Stated task. Please gather and copy out every line in the records below that contains the word "reading".

start

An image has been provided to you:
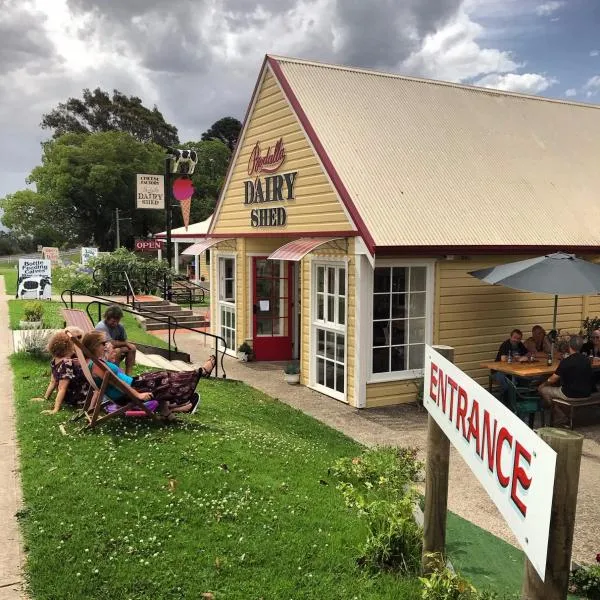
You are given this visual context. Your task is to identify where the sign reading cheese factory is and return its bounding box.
[244,138,298,227]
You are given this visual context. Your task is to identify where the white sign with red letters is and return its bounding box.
[423,346,556,581]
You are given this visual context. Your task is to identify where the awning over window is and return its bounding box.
[181,238,235,256]
[269,238,342,261]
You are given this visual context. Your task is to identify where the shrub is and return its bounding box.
[569,555,600,600]
[23,302,44,321]
[330,447,423,574]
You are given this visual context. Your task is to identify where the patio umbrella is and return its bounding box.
[469,252,600,329]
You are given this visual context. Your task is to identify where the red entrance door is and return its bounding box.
[252,258,293,360]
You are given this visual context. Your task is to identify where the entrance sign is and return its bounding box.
[135,175,165,210]
[81,248,98,266]
[423,346,556,580]
[17,258,52,300]
[134,238,162,252]
[42,246,58,265]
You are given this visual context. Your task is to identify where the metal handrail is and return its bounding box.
[60,289,229,379]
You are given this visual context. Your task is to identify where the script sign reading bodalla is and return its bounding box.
[423,346,556,581]
[135,175,165,210]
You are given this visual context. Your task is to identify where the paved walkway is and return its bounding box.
[178,334,600,563]
[0,277,24,600]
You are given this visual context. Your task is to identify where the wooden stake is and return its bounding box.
[421,346,454,574]
[522,427,583,600]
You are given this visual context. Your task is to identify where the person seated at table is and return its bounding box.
[96,306,136,375]
[538,335,594,425]
[581,329,600,358]
[525,325,552,358]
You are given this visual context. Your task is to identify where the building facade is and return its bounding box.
[196,56,600,408]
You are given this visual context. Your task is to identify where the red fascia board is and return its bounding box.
[267,55,375,254]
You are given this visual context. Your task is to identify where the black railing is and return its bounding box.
[60,290,228,379]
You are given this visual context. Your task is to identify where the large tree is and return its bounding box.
[29,131,164,250]
[173,140,231,227]
[202,117,242,152]
[42,88,179,147]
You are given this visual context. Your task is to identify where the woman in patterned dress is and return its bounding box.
[34,331,89,415]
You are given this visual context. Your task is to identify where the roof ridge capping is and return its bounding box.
[267,54,600,110]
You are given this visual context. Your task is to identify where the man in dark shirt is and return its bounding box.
[538,335,594,425]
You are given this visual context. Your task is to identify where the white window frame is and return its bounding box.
[214,252,234,356]
[309,258,349,403]
[365,259,435,383]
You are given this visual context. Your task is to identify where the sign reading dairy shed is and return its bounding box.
[135,175,165,210]
[17,258,52,300]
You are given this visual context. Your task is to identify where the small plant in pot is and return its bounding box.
[238,342,254,362]
[283,363,300,385]
[19,302,44,329]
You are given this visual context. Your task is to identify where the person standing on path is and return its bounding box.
[96,306,136,375]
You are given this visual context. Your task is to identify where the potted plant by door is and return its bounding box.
[19,302,44,329]
[238,342,253,362]
[283,363,300,385]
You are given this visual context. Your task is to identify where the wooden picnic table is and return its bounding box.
[479,358,600,379]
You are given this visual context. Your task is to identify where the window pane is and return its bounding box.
[408,344,425,369]
[338,269,346,296]
[327,267,335,294]
[392,321,408,346]
[373,267,391,293]
[338,298,346,325]
[317,329,325,356]
[373,321,390,346]
[391,346,406,371]
[335,335,345,363]
[373,294,390,319]
[317,294,325,321]
[326,294,335,323]
[410,267,427,292]
[335,365,345,394]
[325,331,335,360]
[317,358,325,385]
[317,267,325,292]
[392,294,406,319]
[373,348,390,373]
[392,267,408,292]
[408,292,425,318]
[408,319,425,344]
[325,361,335,390]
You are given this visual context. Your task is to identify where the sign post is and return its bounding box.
[423,346,556,584]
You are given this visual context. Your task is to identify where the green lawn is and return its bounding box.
[0,265,17,296]
[8,300,168,348]
[12,355,419,600]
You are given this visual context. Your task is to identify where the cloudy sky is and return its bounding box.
[0,0,600,202]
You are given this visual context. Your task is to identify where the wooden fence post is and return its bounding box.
[421,346,454,574]
[522,427,583,600]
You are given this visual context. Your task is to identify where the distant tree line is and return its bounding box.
[0,88,241,254]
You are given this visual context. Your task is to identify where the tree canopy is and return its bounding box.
[202,117,242,152]
[42,88,179,147]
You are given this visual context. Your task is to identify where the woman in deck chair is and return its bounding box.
[33,331,89,415]
[82,331,204,417]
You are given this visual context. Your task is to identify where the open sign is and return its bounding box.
[135,238,162,252]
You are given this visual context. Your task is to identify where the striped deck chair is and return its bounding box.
[71,336,158,429]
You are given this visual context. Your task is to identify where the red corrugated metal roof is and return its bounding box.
[269,238,341,261]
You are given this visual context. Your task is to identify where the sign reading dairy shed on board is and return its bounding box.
[17,258,52,300]
[135,175,165,210]
[423,346,556,580]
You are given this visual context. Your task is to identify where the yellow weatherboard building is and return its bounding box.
[196,56,600,408]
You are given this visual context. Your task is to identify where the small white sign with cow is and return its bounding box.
[423,346,556,581]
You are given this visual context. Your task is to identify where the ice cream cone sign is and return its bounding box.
[173,177,194,231]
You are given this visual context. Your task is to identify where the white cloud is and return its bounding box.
[535,0,565,17]
[476,73,558,94]
[402,10,519,81]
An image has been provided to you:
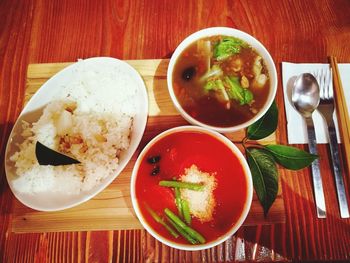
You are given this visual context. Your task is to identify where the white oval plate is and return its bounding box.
[5,57,148,211]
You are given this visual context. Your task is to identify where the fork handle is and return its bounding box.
[305,117,326,218]
[328,125,350,218]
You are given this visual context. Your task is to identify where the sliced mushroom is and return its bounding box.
[255,74,267,88]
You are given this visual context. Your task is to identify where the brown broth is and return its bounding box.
[173,36,270,127]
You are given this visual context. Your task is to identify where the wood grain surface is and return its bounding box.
[0,0,350,262]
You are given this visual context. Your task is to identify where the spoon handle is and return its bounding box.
[305,117,326,218]
[328,125,350,218]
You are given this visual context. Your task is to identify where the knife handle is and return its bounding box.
[328,125,350,218]
[305,117,326,218]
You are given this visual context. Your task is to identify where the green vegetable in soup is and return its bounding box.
[224,76,253,105]
[145,204,179,238]
[204,79,230,104]
[213,37,246,61]
[174,187,183,217]
[164,208,205,244]
[200,65,224,81]
[181,199,192,225]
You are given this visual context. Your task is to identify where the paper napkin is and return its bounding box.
[282,62,350,144]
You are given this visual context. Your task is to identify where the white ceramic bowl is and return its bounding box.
[130,126,253,251]
[5,57,148,211]
[167,27,277,133]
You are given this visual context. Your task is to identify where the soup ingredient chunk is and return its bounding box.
[181,165,217,222]
[173,35,270,127]
[214,37,244,61]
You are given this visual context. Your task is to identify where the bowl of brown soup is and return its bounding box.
[167,27,277,133]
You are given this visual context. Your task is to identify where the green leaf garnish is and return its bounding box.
[265,144,318,170]
[247,101,278,140]
[246,147,278,216]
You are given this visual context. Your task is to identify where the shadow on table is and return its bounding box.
[235,182,350,260]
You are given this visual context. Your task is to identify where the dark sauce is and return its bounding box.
[173,36,270,127]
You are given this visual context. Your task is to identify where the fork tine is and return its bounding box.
[328,68,334,99]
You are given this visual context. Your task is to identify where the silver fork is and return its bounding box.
[315,69,349,218]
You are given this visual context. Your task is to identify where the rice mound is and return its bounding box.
[10,62,136,194]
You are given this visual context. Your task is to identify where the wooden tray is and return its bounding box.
[10,59,285,232]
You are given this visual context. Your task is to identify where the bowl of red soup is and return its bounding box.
[167,27,277,133]
[131,126,253,250]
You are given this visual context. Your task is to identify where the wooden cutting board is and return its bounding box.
[10,59,286,232]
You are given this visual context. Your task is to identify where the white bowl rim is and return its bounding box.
[5,56,149,212]
[130,125,253,251]
[167,27,278,133]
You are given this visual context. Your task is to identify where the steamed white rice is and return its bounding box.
[10,61,137,194]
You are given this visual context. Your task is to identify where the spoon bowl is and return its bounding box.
[292,73,326,218]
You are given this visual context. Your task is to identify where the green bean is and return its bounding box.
[164,208,205,244]
[159,181,204,191]
[166,215,198,245]
[174,187,184,217]
[146,204,179,238]
[181,199,191,225]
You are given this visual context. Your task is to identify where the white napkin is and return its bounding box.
[282,62,350,144]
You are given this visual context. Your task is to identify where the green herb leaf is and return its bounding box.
[224,76,253,105]
[247,102,278,140]
[247,147,278,216]
[265,145,318,170]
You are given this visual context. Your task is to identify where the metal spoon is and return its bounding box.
[292,73,326,218]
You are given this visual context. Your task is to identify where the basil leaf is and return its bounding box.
[247,101,278,140]
[247,147,278,216]
[265,145,318,170]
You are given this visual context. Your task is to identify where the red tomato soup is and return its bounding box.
[135,131,247,244]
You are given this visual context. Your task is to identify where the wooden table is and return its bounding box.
[0,0,350,262]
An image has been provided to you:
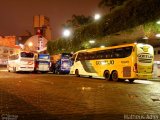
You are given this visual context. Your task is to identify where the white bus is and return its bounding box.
[70,43,154,82]
[7,52,34,72]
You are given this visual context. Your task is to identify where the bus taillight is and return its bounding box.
[133,63,138,72]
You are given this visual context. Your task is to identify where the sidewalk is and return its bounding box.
[149,77,160,82]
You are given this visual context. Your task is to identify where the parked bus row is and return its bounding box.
[8,43,154,82]
[7,52,72,74]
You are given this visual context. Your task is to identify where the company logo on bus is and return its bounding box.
[138,53,153,63]
[140,46,149,52]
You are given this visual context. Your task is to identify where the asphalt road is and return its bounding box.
[0,69,160,120]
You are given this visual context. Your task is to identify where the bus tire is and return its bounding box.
[111,70,118,82]
[103,70,110,81]
[75,69,80,77]
[129,79,134,83]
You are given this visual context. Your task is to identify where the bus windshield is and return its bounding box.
[38,54,50,59]
[20,52,34,58]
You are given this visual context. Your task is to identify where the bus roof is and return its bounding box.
[76,43,152,53]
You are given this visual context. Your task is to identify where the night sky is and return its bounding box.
[0,0,100,38]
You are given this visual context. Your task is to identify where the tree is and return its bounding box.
[65,15,92,28]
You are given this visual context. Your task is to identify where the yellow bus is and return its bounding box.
[70,43,154,82]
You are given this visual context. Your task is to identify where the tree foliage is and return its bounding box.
[47,0,160,52]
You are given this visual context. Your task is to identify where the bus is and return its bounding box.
[7,52,34,72]
[70,43,154,82]
[35,54,50,73]
[50,53,72,74]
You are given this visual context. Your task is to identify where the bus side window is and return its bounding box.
[124,46,133,57]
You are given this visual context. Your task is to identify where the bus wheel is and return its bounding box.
[13,67,16,73]
[104,70,110,80]
[75,69,80,77]
[129,79,134,83]
[111,71,118,81]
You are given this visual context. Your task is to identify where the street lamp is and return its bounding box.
[62,29,71,37]
[94,13,101,21]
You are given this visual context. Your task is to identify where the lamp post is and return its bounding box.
[94,13,101,21]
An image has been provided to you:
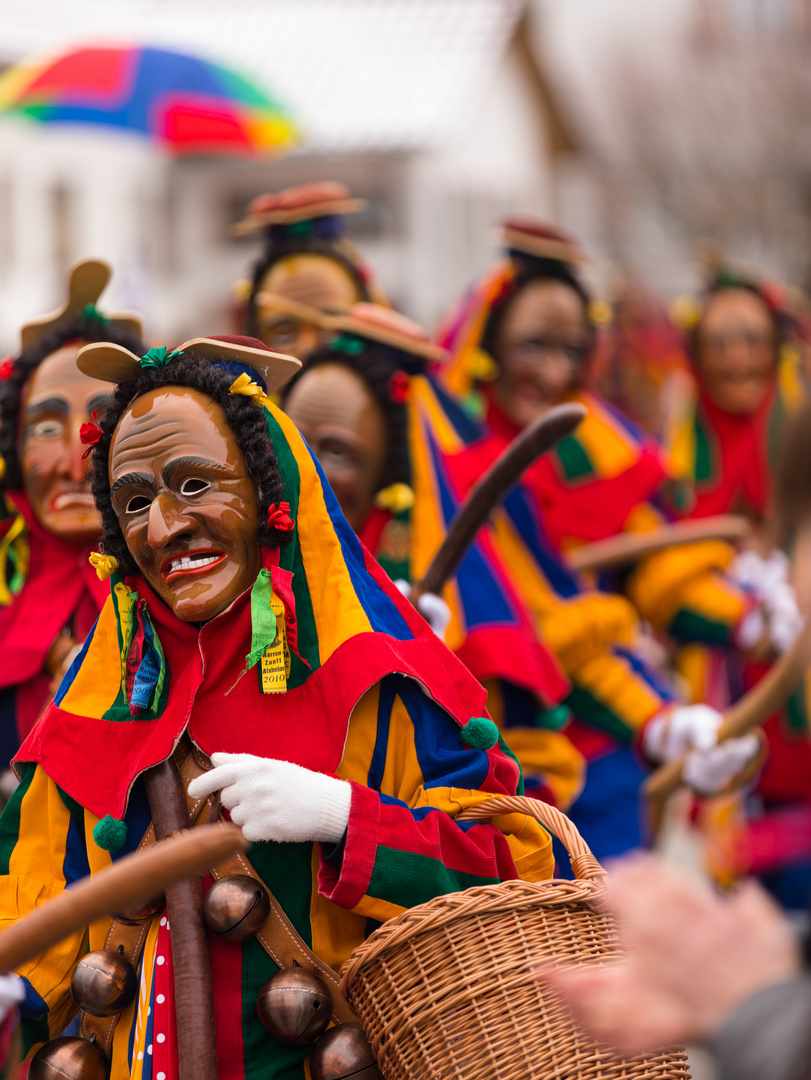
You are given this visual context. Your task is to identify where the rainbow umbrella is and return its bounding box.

end

Exercise response.
You are given this visual context. Your task is to identify where the sign reading cheese factory is and return its bounding box.
You are given this visual context. Your task is to identify where the script sign reading bodalla is and return its bounding box.
You are given this visual context. Your task is to identify where the sign reading dairy shed is and return its bounding box.
You are given this visual context. Your task is to identify where the sign reading dairy shed on board is and return its bounding box.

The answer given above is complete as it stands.